The 2016 United States Senate election in Florida was held November 8, 2016 to elect a member of the United States Senate to represent the State of Florida, concurrently with the 2016 U.S. presidential election, as well as other elections to the United States Senate in other states and elections to the United States House of Representatives and various state and local elections.  The primary elections for both the Republicans and Democrats took place on August 30, 2016.

Incumbent Republican Senator Marco Rubio ran for another term but faced well-funded Republican primary opposition after initially announcing he would not seek re-election to his Senate seat. He had openly considered whether to seek re-election or run for president in 2016. He stated in April 2014 that he would not run for both the Senate and president in 2016, as Florida law prohibits a candidate from simultaneously appearing twice on a ballot, but did not rule out running for either office.

However, in April 2015, Rubio announced that he was running for President and would not seek re-election. Rubio had initially said he would not run for re-election to the Senate even if he dropped out of the GOP presidential primary before he would have to qualify for the 2016 Senate primary ballot, for which the filing deadline was June 24, 2016.

SOURCE INFORMATION:
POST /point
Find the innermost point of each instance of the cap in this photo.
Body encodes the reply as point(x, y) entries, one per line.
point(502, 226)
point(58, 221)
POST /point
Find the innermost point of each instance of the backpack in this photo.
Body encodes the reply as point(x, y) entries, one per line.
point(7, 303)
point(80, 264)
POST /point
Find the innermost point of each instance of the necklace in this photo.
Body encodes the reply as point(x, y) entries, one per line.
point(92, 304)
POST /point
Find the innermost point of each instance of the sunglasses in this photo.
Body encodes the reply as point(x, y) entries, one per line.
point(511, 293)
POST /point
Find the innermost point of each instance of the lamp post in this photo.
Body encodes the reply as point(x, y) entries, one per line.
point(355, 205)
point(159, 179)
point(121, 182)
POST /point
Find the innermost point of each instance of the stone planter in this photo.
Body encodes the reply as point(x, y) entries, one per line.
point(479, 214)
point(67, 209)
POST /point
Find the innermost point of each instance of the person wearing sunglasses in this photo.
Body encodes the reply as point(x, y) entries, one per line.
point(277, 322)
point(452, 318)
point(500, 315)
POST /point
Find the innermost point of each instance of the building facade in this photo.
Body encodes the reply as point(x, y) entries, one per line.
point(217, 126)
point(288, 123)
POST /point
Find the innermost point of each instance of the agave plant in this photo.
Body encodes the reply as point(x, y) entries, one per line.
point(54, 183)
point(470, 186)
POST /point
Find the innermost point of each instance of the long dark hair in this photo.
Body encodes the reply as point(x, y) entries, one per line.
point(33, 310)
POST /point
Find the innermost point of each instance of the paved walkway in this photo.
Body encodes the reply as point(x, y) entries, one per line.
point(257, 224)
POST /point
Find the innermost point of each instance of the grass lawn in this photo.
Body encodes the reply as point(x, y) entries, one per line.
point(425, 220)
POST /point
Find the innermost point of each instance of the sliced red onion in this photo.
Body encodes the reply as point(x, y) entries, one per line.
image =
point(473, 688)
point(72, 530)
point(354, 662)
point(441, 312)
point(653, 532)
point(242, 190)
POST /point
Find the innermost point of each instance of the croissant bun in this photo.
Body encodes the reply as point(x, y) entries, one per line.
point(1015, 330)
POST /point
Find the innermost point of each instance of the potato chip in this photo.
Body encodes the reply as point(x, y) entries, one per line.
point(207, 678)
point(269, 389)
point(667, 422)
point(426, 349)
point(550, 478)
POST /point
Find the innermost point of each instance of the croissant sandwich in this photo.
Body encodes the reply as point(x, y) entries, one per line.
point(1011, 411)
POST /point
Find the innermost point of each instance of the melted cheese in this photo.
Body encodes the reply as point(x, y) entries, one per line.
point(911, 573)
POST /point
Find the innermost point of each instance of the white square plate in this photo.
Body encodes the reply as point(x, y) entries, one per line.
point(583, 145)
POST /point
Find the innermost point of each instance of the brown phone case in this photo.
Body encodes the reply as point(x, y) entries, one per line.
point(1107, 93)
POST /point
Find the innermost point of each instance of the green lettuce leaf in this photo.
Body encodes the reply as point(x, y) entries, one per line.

YOUR TASKS:
1. Do these statements agree with the text on the 2016 Senate election in Florida? Answer yes or no for each and quote the words from the text that decide it.
(a) The Republican and Democratic primaries were held on the same day.
(b) Rubio announced in April 2014 that he was running for President.
(c) The filing deadline for the 2016 Senate primary ballot was June 24, 2016.
2. Continue the text on the 2016 Senate election in Florida from its last sentence.

RESPONSE LIST:
1.
(a) Yes: "The primary elections for both the Republicans and Democrats took place on August 30, 2016."
(b) No: "in April 2015, Rubio announced that he was running for President and would not seek re-election."
(c) Yes: "for which the filing deadline was June 24, 2016."

2.
On June 13, 2016, despite his previous statements that he would not run for re-election to his Senate seat, Rubio "seemed to open the door to running for re-election," citing the previous day's mass shooting in Orlando and how "it really gives you pause, to think a little bit about your service to your country and where you can be most useful to your country." On June 22, 2016, Rubio announced that he would seek re-election to the Senate, reversing his pledge not to run.

On August 30, the Republican Party nominated Marco Rubio, and the Democratic Party nominated Representative Patrick Murphy. Rubio won with the largest raw vote total in Florida history (until Donald Trump broke the record in 2020), taking a greater percentage of the popular vote than Republican presidential nominee Donald Trump, who won the state in the election. He is the first Republican Senator from Florida since 1994, and only the second with Connie Mack, to be reelected to a second term. Also, with Mel Martinez's victory in 2004, this marks the first time that Republicans have won one of Florida's Senate seats three times in a row (Mack succeeded Lawton Chiles, a Democrat, and was succeeded by another Democrat, Bill Nelson).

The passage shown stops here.